## Task
Copy all the lines of the data that include the word "pale".

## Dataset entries
******

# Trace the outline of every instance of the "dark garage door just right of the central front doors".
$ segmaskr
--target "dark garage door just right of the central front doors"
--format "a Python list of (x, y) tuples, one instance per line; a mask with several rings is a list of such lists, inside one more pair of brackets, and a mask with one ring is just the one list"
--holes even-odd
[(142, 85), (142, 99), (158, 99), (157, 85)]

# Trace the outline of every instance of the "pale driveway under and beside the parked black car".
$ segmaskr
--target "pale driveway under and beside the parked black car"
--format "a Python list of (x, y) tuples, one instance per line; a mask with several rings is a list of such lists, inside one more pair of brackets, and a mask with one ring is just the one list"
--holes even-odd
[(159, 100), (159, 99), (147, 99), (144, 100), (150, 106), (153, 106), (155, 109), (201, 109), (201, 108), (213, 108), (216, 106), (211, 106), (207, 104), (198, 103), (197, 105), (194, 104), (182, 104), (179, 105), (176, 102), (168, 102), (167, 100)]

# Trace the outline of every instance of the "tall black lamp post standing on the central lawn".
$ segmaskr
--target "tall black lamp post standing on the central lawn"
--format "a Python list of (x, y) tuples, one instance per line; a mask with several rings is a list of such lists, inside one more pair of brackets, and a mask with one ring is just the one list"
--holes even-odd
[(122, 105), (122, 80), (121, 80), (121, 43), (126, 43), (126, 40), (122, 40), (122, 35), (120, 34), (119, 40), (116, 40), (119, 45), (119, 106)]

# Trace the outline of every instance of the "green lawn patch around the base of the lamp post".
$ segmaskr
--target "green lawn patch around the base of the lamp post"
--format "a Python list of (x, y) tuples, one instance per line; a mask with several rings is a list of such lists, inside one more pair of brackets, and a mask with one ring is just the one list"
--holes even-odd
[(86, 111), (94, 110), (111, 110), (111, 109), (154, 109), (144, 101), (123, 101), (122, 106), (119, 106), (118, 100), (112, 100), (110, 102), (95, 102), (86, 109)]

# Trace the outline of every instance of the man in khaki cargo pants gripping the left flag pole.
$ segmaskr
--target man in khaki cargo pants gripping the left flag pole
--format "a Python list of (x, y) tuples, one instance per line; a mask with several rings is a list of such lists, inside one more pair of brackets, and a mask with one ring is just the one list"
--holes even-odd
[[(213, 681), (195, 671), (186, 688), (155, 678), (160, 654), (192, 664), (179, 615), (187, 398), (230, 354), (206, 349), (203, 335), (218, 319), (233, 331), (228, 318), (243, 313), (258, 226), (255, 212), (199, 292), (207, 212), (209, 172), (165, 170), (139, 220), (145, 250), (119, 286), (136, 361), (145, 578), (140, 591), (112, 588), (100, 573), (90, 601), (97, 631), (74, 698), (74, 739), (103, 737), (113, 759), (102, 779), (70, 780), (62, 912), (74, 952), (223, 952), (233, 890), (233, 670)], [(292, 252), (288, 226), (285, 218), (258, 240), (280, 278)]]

******

## Your response
# Trace the outline of every instance of the "pale driveway under and beside the parked black car".
--target "pale driveway under and beside the parked black car"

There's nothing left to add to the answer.